# Exercise aim:
Copy every one of the records below word for word, leaving the pictures out of your copy.

# Records supplied:
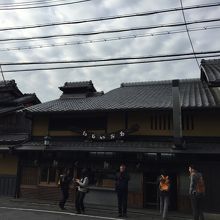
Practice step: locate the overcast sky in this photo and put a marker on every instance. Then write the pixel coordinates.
(45, 83)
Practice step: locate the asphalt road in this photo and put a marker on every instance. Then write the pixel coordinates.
(12, 213)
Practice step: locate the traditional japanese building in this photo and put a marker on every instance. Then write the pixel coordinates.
(14, 130)
(146, 125)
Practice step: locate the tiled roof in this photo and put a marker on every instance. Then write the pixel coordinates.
(210, 71)
(13, 138)
(7, 82)
(140, 146)
(27, 98)
(145, 95)
(78, 85)
(12, 99)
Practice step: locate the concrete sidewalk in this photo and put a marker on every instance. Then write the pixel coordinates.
(97, 210)
(90, 209)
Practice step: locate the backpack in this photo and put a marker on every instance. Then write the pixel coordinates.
(164, 183)
(200, 185)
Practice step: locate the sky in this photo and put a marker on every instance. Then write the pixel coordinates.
(45, 83)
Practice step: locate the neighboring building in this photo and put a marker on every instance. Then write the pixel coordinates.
(137, 124)
(14, 130)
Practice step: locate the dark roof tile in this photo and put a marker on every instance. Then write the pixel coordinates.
(210, 71)
(146, 95)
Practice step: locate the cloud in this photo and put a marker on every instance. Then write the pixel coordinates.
(45, 83)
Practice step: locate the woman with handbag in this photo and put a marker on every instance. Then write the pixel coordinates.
(82, 187)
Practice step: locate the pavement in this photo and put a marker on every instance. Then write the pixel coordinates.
(22, 209)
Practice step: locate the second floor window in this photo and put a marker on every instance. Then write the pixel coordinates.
(82, 123)
(165, 122)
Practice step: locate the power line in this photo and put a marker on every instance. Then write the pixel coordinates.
(117, 38)
(30, 3)
(113, 30)
(187, 31)
(44, 6)
(112, 17)
(2, 74)
(110, 59)
(111, 64)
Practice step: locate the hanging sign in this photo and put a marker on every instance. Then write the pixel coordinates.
(117, 135)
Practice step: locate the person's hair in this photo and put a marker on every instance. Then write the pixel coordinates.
(84, 172)
(163, 172)
(123, 165)
(193, 167)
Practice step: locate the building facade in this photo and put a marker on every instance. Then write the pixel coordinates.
(149, 126)
(15, 129)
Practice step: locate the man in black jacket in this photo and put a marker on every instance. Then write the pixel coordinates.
(121, 188)
(197, 192)
(65, 180)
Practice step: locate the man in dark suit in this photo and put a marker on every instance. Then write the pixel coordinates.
(121, 187)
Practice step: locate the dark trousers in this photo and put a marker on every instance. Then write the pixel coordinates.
(122, 201)
(79, 202)
(164, 204)
(197, 207)
(64, 197)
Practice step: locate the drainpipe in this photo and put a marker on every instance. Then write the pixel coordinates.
(177, 115)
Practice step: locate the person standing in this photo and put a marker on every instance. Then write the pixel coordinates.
(196, 192)
(81, 192)
(64, 182)
(164, 191)
(121, 187)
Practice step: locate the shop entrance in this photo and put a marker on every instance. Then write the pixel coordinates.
(151, 194)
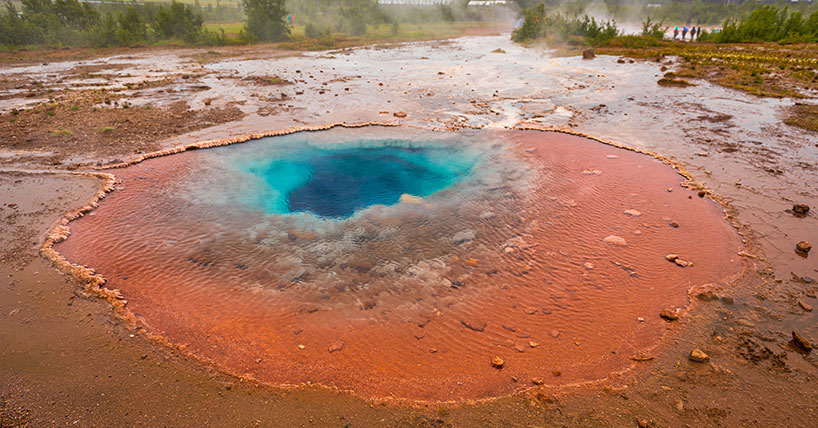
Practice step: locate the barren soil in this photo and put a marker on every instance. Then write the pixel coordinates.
(67, 360)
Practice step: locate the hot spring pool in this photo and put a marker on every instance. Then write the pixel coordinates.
(335, 181)
(397, 263)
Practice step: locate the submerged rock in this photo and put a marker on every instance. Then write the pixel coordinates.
(335, 347)
(801, 341)
(698, 356)
(474, 325)
(669, 314)
(463, 237)
(800, 210)
(615, 240)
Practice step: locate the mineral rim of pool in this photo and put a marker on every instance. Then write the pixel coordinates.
(398, 263)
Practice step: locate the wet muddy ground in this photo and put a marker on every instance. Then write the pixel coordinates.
(67, 361)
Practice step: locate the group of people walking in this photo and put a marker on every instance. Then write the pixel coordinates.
(695, 32)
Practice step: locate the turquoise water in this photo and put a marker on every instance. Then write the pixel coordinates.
(335, 181)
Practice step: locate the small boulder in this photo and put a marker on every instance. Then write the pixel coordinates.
(801, 341)
(800, 210)
(615, 240)
(335, 347)
(474, 325)
(698, 356)
(669, 314)
(497, 362)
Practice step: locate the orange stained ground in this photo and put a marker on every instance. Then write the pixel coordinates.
(558, 302)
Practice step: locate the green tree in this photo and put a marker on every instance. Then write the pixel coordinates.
(266, 20)
(132, 27)
(177, 21)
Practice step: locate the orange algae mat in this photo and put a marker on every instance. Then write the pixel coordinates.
(412, 301)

# Reply:
Practice step: locate the overcast sky in this photo and put a marker on every instance. Then write the pixel coordinates.
(45, 83)
Practice step: locate the asphalt road in this photo and put a marker on every instance. Then write the pixel coordinates.
(12, 213)
Practice step: locate the traditional japanese building in this photo and put a marker on every instance. Then write the pixel coordinates.
(14, 130)
(146, 125)
Practice step: locate the tiled roof in this photo and put a marker on every instance. Then write the pixel coordinates.
(210, 71)
(13, 138)
(7, 82)
(140, 146)
(27, 98)
(145, 95)
(78, 85)
(12, 99)
Practice step: locate the concrete sidewalk in this photo and put a marker on every instance. Then write the pixel coordinates.
(97, 210)
(90, 209)
Practice step: locate the backpack in this photo and put a marker on every instance. Then write the pixel coordinates.
(164, 183)
(200, 185)
Practice step: locate the sky in this photo and put a marker on every instance. Then write the pixel coordinates.
(45, 83)
Practice step: locate the neighboring building in this photo and put a marker on every instance. Then write the pixel coordinates.
(137, 124)
(14, 130)
Practice step: locate the dark roof tile in this photo and put a marker on every instance. Then write the pixel coordinates.
(210, 71)
(146, 95)
Practice step: locate the cloud in this photo and put a marker on every instance. Then write the pixel coordinates.
(45, 83)
Practice step: locate the woman with handbag in this photo and put a marker on every instance. Then write the pixel coordinates.
(82, 187)
Practice step: locate the pavement in this photo and put a marker on every instance. Then write the pixel coordinates.
(22, 209)
Practice step: locate the second floor window in this photo and put a marker on every instance. Then write the pixel coordinates.
(82, 123)
(165, 122)
Practice step: locate the power line in this photo and put a marker on every instance. Then write the pixel coordinates.
(117, 38)
(30, 3)
(113, 30)
(187, 31)
(44, 6)
(112, 17)
(2, 74)
(110, 59)
(111, 64)
Practice step: locate the hanging sign in this photo and put a marker on every instance. Then write the pixel coordinates.
(117, 135)
Practice step: locate the person's hair in this photo and put a marker on every instance. Then write the pixel coordinates.
(84, 172)
(163, 172)
(123, 165)
(193, 167)
Practice step: locate the building facade in this photo and put a marker on every instance. Then write the pixel coordinates.
(149, 126)
(15, 129)
Practice step: locate the man in black jacket in this photo and put a marker on every instance. Then write the pixel coordinates.
(121, 188)
(197, 192)
(65, 180)
Practice step: locate the man in dark suit in this photo and put a marker on every instance. Then write the pixel coordinates.
(121, 187)
Practice step: locate the dark trousers in this photo and put a marker on every instance. Then write the pixel coordinates.
(122, 201)
(79, 202)
(164, 204)
(197, 207)
(64, 197)
Practice step: locate the drainpipe in this photo and put a marker on every instance. Then write the pixel coordinates.
(177, 115)
Practice step: locate the person standing in this photo and put a marker on every instance. Then write the pixel coordinates.
(196, 192)
(81, 192)
(64, 182)
(164, 191)
(121, 187)
Practice step: locate the shop entrance in this photo and put a marker on every instance. Then write the pixel coordinates.
(151, 194)
Practice step: locate the barren soil in this photo and put a marker on every instance. Then write the pixel coordinates.
(67, 360)
Practice step: locate the hot spring pool in this photo and put a marker on every instance. Then write the pixel coordinates.
(335, 181)
(397, 263)
Practice step: locate the submerged rock in this photo and put a marker on every instance. Then write the pixel coordinates.
(335, 347)
(801, 341)
(698, 356)
(474, 325)
(669, 314)
(463, 237)
(800, 210)
(615, 240)
Practice step: locate the mineral rim of pool in this photo and put a marker on every instance. Then write the pixel coordinates.
(398, 263)
Practice step: locate the wet muddy ground in this photo and put a marker on every instance. Then write the pixel coordinates.
(67, 361)
Practice step: locate the group of people walking in this photo and put a marker on every instance. Then write the pixel coordinates.
(695, 32)
Practice step: locate the turquoise water in this photo and put a marker on every instance. Then write the pixel coordinates.
(335, 181)
Practice step: locate the small boulder in this photo and put a marker on every instance. Then write the pixel coordinates.
(801, 341)
(800, 210)
(615, 240)
(335, 347)
(474, 325)
(698, 356)
(669, 314)
(497, 362)
Practice step: locate the orange stained ground in this photo and put a marker on every instance. Then write the pixel coordinates.
(558, 302)
Practice step: locate the green tree in this photo and put a marker on every instance. Then write the pixel coordinates.
(266, 20)
(132, 27)
(177, 21)
Practice step: locate the orange algae mat in this photo and put a marker on every instance. Then write the pixel coordinates.
(412, 301)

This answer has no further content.